Start of MATERIAL PROVIDED

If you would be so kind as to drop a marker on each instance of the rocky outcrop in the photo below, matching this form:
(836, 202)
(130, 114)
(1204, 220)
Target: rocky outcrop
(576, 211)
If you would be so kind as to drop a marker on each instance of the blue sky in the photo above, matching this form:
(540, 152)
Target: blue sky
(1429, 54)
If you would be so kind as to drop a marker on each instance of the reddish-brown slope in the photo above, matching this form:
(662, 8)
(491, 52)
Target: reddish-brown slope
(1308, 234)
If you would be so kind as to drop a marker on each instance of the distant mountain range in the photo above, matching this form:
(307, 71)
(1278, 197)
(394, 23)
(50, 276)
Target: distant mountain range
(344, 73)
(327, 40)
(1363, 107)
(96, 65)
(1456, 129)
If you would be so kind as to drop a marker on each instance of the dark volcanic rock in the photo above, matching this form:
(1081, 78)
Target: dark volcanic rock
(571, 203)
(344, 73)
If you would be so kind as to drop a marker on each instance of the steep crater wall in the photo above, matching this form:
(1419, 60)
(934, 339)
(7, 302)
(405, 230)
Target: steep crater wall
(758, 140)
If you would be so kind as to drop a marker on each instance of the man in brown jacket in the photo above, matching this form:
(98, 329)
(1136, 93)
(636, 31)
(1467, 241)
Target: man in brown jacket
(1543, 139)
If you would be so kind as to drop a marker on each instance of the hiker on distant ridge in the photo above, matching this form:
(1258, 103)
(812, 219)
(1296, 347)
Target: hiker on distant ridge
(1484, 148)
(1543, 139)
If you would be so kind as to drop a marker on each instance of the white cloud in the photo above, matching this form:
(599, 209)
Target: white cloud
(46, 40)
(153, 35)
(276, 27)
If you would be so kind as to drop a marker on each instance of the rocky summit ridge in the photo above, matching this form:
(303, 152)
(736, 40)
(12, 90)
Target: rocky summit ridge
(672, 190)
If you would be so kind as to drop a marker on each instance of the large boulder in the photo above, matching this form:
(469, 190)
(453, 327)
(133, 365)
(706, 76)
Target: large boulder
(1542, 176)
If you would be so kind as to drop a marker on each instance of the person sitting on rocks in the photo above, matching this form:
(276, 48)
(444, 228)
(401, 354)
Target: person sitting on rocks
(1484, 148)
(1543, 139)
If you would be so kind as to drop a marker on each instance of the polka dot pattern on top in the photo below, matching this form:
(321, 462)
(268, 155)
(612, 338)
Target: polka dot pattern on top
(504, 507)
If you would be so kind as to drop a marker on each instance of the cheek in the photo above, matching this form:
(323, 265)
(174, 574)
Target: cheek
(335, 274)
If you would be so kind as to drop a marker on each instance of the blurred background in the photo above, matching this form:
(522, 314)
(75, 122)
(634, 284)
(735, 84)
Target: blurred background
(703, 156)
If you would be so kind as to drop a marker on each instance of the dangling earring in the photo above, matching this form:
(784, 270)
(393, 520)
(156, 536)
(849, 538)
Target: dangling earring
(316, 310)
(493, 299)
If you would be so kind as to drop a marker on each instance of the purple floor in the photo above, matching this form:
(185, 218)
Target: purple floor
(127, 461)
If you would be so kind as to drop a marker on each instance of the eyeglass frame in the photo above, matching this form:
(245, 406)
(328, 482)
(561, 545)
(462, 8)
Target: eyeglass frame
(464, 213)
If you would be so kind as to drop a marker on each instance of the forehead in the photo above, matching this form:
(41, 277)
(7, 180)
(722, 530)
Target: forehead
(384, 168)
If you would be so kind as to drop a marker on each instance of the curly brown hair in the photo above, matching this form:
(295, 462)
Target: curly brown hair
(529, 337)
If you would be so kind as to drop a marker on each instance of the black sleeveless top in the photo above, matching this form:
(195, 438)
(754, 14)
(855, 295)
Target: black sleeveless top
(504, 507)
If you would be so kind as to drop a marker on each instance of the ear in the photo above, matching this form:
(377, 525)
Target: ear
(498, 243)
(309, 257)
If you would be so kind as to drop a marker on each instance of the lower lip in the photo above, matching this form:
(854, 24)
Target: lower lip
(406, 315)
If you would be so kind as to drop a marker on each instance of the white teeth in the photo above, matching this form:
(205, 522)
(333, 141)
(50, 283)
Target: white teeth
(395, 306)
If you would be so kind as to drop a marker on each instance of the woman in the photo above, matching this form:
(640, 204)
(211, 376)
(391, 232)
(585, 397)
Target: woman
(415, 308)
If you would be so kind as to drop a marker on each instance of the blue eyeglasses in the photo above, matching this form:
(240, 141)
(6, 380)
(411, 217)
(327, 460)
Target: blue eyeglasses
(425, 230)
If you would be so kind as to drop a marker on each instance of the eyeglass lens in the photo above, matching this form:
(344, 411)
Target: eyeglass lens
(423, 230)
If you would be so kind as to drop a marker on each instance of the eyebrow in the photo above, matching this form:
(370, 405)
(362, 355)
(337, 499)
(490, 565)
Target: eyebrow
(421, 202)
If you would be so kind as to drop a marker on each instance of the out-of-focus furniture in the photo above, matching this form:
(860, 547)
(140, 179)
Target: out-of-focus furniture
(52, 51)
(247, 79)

End of MATERIAL PROVIDED

WHAT YOU ARE ASKED TO DO:
Return every line of the preceding records in which the word "below" appears.

RESPONSE TO THIS TASK:
If you would be so kind as to drop a marker on each instance of the rocky outcrop in the photo below, matching this form:
If you would be so kind as to drop a marker on each instance of the polka dot pattern on top in the photo below, matching this form:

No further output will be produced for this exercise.